* _Problem to work on_: Swap "Target" for "Label" in each of the items below, and write the lines out again with nothing else changed.

* _Point placement items_:

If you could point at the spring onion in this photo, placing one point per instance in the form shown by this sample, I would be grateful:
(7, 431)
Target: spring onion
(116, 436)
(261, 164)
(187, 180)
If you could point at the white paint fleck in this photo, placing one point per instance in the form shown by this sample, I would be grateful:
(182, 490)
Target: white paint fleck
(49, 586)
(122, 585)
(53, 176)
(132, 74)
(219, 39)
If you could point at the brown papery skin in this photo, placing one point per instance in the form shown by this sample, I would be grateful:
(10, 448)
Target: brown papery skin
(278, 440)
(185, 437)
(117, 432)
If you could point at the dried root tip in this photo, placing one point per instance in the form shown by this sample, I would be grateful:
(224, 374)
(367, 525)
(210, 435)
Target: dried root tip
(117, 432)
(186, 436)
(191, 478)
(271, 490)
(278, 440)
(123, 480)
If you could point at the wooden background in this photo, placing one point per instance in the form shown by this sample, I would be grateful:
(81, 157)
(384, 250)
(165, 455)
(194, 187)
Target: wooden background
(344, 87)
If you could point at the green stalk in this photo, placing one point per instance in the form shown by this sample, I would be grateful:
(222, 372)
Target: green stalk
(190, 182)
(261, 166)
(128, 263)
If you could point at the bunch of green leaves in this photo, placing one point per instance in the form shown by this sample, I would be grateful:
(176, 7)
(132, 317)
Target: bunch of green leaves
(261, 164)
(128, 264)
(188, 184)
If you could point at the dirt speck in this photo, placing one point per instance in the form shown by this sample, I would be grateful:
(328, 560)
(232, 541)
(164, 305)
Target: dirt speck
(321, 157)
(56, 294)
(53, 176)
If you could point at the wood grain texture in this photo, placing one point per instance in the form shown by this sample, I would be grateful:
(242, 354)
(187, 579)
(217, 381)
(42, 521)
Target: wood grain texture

* _Answer to the exercise_:
If you could point at the spring onion in this photo, placing one point per instance in the form shown by this sample, I would be grateful:
(7, 431)
Label: spring onion
(116, 436)
(261, 164)
(187, 180)
If you could point at the white paint fleck in this photo, placing one point per instance in the form shown by this sample, I would be grateful:
(182, 490)
Label: white paint fleck
(49, 586)
(122, 585)
(53, 176)
(132, 74)
(219, 39)
If you could point at the brown papery skin in this photo, placing one point per instance in the form shown by this sample, I would be grateful:
(10, 448)
Label: brown papery skin
(278, 440)
(185, 437)
(117, 432)
If you could point at the dried root tip in this photo, placing one point per instance in the form shown by this sample, I would be grateful:
(224, 374)
(367, 525)
(210, 435)
Label: dried root tip
(117, 432)
(186, 436)
(191, 478)
(271, 490)
(278, 440)
(123, 480)
If you could point at the wooden background in this photo, placing one point per instance in the form shown by this sample, I would be grateful:
(81, 157)
(384, 250)
(165, 455)
(194, 187)
Label: wooden background
(344, 87)
If you could point at the green stalk in this photo, placing one point per instance in the form shown by this sample, I would be grateful:
(222, 372)
Label: green stalk
(190, 182)
(261, 166)
(128, 263)
If you could point at the bunch of green leaves in this photo, placing one point per instance in the form shown by this sample, I would be grateful:
(176, 7)
(132, 317)
Label: bunch of green leaves
(261, 164)
(128, 264)
(188, 184)
If you could point at the dirt speck in this photo, placing one point per instance in the form shown by this sample, I would be grateful:
(328, 560)
(232, 541)
(164, 305)
Label: dirt speck
(321, 157)
(56, 294)
(53, 176)
If you could point at the wood grain texture in this photo, placing one point per instance in the form shown by this sample, I would be grateful:
(242, 354)
(187, 579)
(217, 381)
(42, 521)
Label: wood grain texture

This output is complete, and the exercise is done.